→ **Exercises**
- a) Reproduce the passage of the computer systems notes from "Assembly terminologies: CPU" to "static run-time libraries.", without any changes.
- b) Return each line of the records that includes the word "grass".

→ **Given text**
= = = = =

Knowing the range, for binary arithmetic, if overflow happens, usually a modulo $2^n$ is used (4 bit for $5 + 13 = 18$ modulo 16 gives 2).
shifting operator is equivlent to multiply and dividing by 2’s power. >> has two versions: logical shift always prepend $0$ on the left, while arithmetic shift always preprend the sign bit currently in place.
when a signed type and an unsigned type appear together in arithemtic, signed is converted to unsigned. Memorization: “larger floating points win; small things become ints; for equal sizes, unsigned wins” (long + shoft -> long; char + unsigned int -> unsigned int; unsigned int + long -> long)

Week 2 Discussion Materials

General Stuff

General concepts:

Architecture (ISA): parts of a processor design that one needs to understand to write assmebly code.
Micoarchitecture: Implementation of the architecture (cache size, core frequency)
Code Forms:
- Machine code is the byte-level programs that processor executes
- Assembly code is a text representation of the machine code.
Assembly terminologies: CPU (PC, Register, condition) and Memory (code, data, stack)
- Program Counter (PC): address of the next instruction, called “RIP” in x86-64.
- Register file: heavily used program data
- Condition codes: store status information about most recent arithmetic or logical operations; used for conditional branching.
- Memory: byte addressable array; code for used data; stack to support procedures.
- Interactions: (1) CPU uses addresses to lookup in memory (2) memory and CPU share data (3) memory issues CPU instructions.
From C into Object Code: gcc -Og p1.c p2.c -o p
- Compiler part gcc -oG -S to generate assembly programs p1.s p2.s.
- Assembler gcc then generates object files (binary) p1.o, p2.o
- In the end, static libraries and linkers together form executable binary file p; linker takes care of references and static run-time libraries.

= = = = =

→ **Records to process**

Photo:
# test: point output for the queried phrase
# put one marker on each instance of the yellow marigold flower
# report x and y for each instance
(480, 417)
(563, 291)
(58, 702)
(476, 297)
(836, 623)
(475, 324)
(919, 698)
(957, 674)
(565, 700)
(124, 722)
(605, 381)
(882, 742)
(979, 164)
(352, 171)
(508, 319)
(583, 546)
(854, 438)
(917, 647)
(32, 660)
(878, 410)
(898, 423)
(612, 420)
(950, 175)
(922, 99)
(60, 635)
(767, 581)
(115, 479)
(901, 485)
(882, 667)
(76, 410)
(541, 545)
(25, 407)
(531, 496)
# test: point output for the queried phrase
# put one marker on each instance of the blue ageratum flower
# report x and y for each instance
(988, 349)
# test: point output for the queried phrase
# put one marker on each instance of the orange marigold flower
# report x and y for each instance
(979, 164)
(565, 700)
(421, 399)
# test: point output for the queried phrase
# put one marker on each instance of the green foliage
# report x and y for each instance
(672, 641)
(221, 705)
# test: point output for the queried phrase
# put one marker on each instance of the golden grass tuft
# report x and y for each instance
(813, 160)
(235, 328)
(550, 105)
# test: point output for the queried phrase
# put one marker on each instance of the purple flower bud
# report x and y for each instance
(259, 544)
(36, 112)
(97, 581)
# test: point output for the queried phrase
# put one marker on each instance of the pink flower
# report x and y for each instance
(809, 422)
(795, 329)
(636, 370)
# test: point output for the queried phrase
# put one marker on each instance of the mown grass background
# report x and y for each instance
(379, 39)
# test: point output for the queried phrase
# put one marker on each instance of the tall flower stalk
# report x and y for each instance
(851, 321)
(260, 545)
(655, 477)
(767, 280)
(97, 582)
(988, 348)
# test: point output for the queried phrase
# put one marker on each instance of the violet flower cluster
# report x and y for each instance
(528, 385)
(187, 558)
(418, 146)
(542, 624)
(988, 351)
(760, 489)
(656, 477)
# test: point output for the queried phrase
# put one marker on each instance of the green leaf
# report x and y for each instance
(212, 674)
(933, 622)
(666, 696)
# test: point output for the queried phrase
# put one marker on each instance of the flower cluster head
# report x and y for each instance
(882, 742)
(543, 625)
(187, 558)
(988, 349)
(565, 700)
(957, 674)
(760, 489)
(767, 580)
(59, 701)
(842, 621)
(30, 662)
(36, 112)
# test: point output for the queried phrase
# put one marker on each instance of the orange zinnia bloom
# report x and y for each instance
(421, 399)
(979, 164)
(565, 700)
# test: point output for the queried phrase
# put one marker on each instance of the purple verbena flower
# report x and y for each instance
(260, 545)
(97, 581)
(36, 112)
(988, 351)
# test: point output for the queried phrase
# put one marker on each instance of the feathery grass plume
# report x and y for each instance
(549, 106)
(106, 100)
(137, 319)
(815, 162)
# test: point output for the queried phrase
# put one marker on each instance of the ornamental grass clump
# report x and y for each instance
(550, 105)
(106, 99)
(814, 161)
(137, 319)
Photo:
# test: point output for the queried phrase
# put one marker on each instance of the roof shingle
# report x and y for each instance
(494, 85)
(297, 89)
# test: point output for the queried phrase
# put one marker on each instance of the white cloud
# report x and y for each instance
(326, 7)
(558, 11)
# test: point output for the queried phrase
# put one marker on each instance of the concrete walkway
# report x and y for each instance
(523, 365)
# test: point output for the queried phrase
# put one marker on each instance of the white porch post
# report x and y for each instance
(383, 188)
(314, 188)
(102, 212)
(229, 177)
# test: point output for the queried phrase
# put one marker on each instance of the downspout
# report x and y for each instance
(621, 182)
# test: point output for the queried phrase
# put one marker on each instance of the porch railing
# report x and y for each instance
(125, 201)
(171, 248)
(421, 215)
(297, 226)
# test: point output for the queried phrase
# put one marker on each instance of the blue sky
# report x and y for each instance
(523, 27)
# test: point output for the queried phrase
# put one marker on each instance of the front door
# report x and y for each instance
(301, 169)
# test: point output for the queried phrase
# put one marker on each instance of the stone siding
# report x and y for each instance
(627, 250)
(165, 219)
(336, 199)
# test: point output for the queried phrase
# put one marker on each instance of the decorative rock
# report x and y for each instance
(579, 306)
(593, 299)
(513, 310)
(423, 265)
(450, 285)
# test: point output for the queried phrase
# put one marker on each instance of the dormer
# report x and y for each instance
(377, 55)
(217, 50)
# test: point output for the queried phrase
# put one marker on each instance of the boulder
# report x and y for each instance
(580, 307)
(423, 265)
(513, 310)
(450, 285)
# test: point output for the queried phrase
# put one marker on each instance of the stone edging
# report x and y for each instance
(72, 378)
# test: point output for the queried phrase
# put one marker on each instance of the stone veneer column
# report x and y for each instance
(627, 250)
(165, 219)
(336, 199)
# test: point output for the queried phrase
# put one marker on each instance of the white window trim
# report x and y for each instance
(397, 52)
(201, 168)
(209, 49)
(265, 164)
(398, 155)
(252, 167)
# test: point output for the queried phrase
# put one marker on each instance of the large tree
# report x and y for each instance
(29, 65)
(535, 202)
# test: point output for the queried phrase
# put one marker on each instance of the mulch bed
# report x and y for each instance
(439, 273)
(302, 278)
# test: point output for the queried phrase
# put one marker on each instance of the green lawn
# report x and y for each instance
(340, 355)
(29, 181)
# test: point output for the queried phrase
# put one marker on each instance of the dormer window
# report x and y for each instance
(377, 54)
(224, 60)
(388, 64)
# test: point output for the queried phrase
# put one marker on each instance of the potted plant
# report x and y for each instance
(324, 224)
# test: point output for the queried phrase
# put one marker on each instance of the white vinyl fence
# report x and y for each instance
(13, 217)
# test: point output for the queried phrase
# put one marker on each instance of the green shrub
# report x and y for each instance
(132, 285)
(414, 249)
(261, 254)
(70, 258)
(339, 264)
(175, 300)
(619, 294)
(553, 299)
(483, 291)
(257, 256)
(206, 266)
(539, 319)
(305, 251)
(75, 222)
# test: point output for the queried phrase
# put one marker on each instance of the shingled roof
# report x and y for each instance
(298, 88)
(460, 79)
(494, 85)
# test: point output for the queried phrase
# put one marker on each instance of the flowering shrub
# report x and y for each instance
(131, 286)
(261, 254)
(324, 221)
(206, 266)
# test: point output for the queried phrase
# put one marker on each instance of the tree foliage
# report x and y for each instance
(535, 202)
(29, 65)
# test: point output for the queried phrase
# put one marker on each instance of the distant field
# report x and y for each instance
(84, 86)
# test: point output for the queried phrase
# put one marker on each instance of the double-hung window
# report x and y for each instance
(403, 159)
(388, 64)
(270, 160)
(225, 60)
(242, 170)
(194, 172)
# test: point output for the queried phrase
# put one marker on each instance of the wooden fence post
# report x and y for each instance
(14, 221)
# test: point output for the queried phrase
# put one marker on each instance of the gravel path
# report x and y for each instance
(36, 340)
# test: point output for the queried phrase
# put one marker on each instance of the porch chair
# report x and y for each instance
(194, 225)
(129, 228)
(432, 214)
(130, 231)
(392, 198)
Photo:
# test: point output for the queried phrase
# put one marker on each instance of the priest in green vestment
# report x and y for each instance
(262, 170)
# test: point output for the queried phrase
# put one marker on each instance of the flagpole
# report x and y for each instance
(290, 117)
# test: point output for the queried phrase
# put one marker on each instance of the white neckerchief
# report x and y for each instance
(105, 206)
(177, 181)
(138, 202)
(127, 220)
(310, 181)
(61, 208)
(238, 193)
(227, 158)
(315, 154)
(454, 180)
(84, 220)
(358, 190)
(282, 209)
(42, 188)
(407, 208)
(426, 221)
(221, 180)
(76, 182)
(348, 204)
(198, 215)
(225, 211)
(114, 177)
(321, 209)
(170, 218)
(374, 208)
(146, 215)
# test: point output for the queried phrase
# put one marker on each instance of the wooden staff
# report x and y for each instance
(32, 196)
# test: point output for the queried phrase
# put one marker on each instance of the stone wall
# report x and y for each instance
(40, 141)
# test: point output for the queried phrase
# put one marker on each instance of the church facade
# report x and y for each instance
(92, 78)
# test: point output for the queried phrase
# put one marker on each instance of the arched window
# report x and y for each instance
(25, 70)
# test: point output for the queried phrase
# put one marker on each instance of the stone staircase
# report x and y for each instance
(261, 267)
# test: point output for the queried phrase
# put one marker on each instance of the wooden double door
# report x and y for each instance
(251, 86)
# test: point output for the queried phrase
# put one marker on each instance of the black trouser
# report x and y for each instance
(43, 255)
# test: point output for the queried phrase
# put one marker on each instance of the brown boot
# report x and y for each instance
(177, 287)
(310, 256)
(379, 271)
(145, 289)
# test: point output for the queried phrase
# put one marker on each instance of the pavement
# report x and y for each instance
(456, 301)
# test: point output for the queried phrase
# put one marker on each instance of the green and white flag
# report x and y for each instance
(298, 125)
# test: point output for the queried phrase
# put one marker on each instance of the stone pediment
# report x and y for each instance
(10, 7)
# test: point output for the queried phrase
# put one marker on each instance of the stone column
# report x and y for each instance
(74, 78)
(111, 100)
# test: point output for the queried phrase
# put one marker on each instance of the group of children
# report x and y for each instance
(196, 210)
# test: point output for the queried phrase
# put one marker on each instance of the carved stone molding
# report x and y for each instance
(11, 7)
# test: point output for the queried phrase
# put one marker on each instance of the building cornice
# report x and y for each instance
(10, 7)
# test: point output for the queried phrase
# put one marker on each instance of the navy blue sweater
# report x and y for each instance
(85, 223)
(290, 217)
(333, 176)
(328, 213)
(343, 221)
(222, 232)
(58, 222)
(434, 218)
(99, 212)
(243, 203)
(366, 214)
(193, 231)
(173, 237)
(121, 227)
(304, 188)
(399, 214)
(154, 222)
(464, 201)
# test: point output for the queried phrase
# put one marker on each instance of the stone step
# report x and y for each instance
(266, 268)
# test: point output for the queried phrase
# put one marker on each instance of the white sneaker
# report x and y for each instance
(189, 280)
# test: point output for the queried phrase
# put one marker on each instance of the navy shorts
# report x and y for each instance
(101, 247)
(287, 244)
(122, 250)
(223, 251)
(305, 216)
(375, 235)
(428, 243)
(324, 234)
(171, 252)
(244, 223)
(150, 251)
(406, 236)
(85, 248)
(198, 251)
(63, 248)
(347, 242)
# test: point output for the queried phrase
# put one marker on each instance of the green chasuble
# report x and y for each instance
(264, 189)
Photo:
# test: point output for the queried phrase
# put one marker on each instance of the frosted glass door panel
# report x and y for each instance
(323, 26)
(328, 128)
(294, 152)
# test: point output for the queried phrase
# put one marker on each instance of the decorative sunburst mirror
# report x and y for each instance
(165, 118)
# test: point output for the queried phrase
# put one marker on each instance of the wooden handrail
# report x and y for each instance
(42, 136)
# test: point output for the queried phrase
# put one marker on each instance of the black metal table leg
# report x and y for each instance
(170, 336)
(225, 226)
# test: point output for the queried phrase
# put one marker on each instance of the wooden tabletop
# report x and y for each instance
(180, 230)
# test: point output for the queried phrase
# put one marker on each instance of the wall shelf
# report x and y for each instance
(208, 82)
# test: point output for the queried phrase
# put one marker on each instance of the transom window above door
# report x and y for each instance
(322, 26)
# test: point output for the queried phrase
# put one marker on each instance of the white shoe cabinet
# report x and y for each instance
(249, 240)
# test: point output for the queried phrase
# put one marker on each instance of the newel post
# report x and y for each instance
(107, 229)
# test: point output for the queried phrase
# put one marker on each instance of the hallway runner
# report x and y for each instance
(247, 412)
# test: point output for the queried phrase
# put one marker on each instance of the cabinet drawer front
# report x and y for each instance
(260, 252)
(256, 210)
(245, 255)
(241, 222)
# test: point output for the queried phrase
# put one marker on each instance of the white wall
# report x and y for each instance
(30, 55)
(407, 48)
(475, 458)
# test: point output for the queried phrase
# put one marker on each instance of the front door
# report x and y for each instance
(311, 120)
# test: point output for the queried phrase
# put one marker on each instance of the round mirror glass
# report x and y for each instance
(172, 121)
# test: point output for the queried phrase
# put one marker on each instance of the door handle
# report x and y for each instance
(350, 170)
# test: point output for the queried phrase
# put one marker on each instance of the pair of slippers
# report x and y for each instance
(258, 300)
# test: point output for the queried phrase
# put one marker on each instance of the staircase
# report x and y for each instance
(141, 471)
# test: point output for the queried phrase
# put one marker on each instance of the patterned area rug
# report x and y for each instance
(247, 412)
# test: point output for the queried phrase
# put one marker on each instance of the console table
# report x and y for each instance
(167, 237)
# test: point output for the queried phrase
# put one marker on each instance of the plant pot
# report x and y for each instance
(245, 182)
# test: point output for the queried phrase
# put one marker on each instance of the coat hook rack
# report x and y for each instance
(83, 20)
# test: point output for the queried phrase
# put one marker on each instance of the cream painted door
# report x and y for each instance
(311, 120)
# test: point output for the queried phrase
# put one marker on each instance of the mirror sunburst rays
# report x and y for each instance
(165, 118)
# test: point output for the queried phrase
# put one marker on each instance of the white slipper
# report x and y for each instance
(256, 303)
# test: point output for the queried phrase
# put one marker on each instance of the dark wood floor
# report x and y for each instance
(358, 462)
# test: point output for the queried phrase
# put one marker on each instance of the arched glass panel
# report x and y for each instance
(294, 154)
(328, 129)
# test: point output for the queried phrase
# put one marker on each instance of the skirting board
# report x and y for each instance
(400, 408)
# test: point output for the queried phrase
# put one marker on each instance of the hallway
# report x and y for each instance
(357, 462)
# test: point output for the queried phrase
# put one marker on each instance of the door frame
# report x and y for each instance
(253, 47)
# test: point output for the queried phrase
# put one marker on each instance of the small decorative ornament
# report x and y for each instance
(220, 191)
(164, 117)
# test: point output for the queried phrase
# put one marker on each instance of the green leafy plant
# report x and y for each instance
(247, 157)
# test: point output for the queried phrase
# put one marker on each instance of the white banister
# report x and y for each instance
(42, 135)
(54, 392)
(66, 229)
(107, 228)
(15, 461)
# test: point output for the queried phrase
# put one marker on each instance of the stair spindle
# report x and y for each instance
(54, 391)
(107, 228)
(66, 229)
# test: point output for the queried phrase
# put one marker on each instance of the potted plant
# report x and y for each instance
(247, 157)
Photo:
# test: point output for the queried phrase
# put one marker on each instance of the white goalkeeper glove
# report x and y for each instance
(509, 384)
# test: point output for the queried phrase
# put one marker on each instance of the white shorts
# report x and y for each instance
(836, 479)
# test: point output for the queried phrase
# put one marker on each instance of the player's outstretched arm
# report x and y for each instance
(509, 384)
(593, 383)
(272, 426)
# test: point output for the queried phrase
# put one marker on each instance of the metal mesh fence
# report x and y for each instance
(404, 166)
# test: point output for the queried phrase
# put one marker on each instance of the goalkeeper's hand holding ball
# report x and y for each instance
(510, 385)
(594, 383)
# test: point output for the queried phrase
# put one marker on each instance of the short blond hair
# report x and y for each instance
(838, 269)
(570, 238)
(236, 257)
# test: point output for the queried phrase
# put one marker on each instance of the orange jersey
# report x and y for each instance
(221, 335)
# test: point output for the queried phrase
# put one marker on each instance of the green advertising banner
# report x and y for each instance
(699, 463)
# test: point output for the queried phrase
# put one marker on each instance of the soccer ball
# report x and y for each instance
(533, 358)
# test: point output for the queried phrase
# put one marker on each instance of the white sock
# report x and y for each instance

= = = = =

→ **Expected answers**
- a)
Assembly terminologies: CPU (PC, Register, condition) and Memory (code, data, stack)
- Program Counter (PC): address of the next instruction, called “RIP” in x86-64.
- Register file: heavily used program data
- Condition codes: store status information about most recent arithmetic or logical operations; used for conditional branching.
- Memory: byte addressable array; code for used data; stack to support procedures.
- Interactions: (1) CPU uses addresses to lookup in memory (2) memory and CPU share data (3) memory issues CPU instructions.
From C into Object Code: gcc -Og p1.c p2.c -o p
- Compiler part gcc -oG -S to generate assembly programs p1.s p2.s.
- Assembler gcc then generates object files (binary) p1.o, p2.o
- In the end, static libraries and linkers together form executable binary file p; linker takes care of references and static run-time libraries.

- b)
# put one marker on each instance of the golden grass tuft
# put one marker on each instance of the mown grass background
# put one marker on each instance of the feathery grass plume
# put one marker on each instance of the ornamental grass clump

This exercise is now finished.